(Segmentation dataset entries)
* START *

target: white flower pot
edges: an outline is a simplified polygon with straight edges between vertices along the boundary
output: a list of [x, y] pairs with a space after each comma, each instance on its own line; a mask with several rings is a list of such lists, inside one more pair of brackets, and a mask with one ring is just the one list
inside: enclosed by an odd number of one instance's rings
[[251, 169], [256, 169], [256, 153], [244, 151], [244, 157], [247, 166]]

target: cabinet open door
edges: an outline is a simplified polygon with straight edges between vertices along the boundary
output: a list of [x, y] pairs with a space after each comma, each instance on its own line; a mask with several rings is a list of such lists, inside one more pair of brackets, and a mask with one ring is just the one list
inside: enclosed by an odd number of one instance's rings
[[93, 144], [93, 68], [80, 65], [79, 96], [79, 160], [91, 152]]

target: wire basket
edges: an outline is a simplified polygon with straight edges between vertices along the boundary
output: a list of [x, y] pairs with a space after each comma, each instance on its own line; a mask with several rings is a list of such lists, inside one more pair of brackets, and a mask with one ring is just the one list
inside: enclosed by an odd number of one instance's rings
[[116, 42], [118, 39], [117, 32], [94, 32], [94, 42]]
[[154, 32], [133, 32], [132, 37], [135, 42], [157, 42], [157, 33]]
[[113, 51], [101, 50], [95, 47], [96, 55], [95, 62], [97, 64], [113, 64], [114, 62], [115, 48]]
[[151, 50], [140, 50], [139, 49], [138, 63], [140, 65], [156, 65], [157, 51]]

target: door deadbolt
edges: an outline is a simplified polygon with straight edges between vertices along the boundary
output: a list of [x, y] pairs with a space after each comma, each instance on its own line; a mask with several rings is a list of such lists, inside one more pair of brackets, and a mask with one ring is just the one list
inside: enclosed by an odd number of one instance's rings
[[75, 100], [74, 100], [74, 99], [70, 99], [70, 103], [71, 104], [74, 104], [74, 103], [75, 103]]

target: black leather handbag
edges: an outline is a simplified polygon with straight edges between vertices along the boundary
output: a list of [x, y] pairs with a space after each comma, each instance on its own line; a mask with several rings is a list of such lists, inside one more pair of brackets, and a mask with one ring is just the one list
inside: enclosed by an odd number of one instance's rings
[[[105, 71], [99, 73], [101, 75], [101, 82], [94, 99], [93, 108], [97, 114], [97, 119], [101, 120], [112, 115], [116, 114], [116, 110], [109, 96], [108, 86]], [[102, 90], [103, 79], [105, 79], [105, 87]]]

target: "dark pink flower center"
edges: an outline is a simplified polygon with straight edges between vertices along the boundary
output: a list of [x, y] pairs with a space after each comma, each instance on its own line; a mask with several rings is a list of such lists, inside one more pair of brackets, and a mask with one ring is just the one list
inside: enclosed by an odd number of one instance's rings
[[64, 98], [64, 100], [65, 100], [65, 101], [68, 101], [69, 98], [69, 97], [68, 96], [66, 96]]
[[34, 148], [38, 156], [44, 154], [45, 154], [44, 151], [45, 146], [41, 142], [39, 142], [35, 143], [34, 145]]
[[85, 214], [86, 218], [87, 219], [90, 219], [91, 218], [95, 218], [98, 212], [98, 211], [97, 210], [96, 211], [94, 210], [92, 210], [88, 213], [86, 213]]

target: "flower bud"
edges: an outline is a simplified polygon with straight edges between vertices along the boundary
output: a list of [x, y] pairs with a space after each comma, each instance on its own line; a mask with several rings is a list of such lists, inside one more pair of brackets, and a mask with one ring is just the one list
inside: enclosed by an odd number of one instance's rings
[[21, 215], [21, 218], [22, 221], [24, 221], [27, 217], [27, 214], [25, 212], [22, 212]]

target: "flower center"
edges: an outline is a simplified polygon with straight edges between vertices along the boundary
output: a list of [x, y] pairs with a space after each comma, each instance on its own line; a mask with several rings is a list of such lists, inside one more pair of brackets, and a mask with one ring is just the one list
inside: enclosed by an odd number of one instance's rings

* END *

Please locate every line in the entries above that contains the string "center", and copy each of those lines in full.

target: "dark pink flower center"
target: "flower center"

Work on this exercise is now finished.